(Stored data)
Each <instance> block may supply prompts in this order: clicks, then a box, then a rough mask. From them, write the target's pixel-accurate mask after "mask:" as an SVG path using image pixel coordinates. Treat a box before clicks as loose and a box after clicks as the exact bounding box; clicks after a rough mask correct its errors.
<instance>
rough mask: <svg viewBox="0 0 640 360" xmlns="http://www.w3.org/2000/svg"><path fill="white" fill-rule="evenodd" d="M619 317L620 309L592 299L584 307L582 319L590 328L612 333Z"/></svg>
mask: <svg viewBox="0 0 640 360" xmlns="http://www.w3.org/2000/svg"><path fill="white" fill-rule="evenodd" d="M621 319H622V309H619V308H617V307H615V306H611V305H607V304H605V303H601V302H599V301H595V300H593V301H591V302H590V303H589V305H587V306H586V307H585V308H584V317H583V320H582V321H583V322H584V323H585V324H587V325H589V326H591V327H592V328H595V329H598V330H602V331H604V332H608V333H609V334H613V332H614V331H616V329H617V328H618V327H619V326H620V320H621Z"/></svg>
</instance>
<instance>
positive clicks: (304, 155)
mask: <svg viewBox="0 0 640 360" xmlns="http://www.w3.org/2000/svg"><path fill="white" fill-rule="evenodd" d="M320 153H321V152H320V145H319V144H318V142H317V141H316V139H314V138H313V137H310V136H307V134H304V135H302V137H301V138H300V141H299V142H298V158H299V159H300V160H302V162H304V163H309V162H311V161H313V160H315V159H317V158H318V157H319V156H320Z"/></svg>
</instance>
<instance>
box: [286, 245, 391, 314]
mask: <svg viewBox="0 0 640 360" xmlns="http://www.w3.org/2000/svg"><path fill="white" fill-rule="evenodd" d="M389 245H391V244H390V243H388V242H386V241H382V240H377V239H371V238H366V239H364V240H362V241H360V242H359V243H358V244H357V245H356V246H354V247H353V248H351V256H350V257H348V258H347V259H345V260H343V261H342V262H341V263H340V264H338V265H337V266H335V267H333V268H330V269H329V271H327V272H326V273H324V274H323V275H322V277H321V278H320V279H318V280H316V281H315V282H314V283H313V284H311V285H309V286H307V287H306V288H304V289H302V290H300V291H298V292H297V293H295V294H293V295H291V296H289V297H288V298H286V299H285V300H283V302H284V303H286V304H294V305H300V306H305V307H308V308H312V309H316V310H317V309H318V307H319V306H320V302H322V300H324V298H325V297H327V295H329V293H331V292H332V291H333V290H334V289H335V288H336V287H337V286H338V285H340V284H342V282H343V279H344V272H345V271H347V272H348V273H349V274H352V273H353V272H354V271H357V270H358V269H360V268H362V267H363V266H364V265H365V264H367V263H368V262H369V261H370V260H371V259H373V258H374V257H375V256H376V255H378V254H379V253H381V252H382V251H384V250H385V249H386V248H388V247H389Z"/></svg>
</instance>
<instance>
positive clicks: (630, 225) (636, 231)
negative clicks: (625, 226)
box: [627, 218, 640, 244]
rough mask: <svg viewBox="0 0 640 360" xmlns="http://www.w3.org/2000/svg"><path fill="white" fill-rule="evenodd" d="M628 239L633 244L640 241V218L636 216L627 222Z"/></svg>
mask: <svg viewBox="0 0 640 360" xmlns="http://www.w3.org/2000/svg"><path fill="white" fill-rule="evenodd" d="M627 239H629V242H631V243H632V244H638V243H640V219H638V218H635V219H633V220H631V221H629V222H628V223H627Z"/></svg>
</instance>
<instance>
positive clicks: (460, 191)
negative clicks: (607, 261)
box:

Job item —
Pull out every line of the data that contains the string "clicks", copying each one in full.

Task response —
Each <instance> block may supply prompts in this order: clicks, then a box, then a rough mask. From them, write the target's pixel-accurate mask after "mask:" as an SVG path using image pixel coordinates. Treat a box before clicks as loose and a box after clicks as the exact bounding box; clicks after a rough mask correct its errors.
positive clicks: (304, 155)
positive clicks: (630, 225) (636, 231)
negative clicks: (625, 226)
positive clicks: (460, 191)
negative clicks: (607, 261)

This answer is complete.